Consegna 1: Stabilisci se ciascuna affermazione concorda con l'estratto riportato sotto. Rispondi sì o no e cita tra virgolette le parole decisive dell'estratto: (a) il cubo pesa 60 chili; (b) il cubo si sposta su rotaie; (c) dentro il cubo ci sono vestiti e spazzolini da denti.

Il genio torna dalla Svezia per soffrire nella sua Italia

Crea la prima rete al mondo che non va mai giù: in caso di calamità naturali fa funzionare telefoni e Internet. "Ho dovuto chiedere prestiti a parenti e amici"

Gianluca Verin
Gianluca Verin

È un cubo di 80 centimetri per 80. Si può spostare ovunque su rotelle, come fa col suo trolley un qualsiasi viaggiatore abituato a muoversi nelle metropoli fra stazioni ferroviarie, aeroporti e alberghi. Purtroppo le destinazioni di questa valigia, pesante 60 chili, sono assai meno amene: centri abitati rasi al suolo da terremoti, spazzati via da alluvioni, devastati da incendi; località di montagna isolate da bufere di neve; isole colpite da tsunami. Insomma, ovunque una catastrofe abbia privato la popolazione della possibilità di comunicare col resto del mondo.

Dentro non ci sono vestiti, biancheria e spazzolini da denti, ma schede madri, processori, banchi di memorie Ram, hard disk, interfacce di rete, radio, modulatori, amplificatori, antenne. Un groviglio così compatto da racchiudere in appena mezzo metro cubo quelle tecnologie che di norma richiedono decine di stanze climatizzate zeppe di armadi e di rack, gli scaffali aperti traboccanti di server, switch, router, ventole, gruppi di continuità, monitor, tastiere e altri componenti hardware. A governarlo vi è infatti un software rivoluzionario, studiato per ottimizzare dentro il cubo nero tutte le risorse che per essere allocate costringono Telecom, Vodafone, 3, Wind e tutti i gestori di telefonia mobile ad affittare interi palazzi e a servirsi delle migliaia di centraline sparse sul territorio.

Consegna 2: Per favore, riscrivi tali e quali le righe dei record qui sotto, partendo dall'inizio dei record e proseguendo fino alla riga con "172], [404, 155]]", compresa.

Record dell'esercizio:
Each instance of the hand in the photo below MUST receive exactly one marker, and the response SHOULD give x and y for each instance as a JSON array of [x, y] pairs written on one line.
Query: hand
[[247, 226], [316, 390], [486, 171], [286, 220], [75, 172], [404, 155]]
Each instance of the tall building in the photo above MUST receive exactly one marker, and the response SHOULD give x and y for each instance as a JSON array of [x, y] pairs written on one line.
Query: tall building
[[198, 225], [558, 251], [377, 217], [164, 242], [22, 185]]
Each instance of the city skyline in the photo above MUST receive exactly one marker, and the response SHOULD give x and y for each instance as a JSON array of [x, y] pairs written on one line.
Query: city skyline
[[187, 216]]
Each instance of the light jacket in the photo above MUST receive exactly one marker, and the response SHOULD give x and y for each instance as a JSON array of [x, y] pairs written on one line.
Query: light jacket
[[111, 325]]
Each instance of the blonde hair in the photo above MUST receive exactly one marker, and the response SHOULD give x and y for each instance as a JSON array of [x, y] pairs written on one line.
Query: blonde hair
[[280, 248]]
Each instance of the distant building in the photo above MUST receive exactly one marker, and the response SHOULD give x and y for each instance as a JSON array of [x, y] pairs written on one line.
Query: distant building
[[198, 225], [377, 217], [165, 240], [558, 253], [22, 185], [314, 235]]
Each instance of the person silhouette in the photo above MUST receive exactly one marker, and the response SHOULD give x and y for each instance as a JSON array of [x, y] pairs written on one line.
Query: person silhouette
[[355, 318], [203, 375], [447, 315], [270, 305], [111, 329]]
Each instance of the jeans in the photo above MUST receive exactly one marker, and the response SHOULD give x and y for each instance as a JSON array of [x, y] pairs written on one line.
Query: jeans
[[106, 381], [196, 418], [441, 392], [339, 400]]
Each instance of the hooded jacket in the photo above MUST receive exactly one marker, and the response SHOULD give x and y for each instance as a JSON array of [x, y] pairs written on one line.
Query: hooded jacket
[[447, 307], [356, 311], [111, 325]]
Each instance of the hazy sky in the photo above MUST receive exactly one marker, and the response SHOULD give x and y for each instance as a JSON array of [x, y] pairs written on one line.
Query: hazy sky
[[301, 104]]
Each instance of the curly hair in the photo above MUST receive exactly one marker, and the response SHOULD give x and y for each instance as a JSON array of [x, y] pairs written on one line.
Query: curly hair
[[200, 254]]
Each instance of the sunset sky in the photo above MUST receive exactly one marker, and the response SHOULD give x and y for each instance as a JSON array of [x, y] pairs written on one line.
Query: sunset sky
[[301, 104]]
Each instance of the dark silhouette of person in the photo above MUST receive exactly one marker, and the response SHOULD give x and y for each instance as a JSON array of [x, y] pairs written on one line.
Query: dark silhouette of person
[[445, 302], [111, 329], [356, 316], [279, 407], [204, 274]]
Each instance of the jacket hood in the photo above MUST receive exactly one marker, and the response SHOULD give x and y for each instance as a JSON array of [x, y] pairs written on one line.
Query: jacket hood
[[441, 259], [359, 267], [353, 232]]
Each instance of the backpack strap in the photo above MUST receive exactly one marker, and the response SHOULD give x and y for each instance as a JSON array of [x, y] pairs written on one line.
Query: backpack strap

Esito 1:
(a) Sì: "pesante 60 chili".
(b) No: "Si può spostare ovunque su rotelle".
(c) No: "Dentro non ci sono vestiti, biancheria e spazzolini da denti".

Esito 2:
Each instance of the hand in the photo below MUST receive exactly one marker, and the response SHOULD give x and y for each instance as a JSON array of [x, y] pairs written on one line.
Query: hand
[[247, 226], [316, 390], [486, 171], [286, 220], [75, 172], [404, 155]]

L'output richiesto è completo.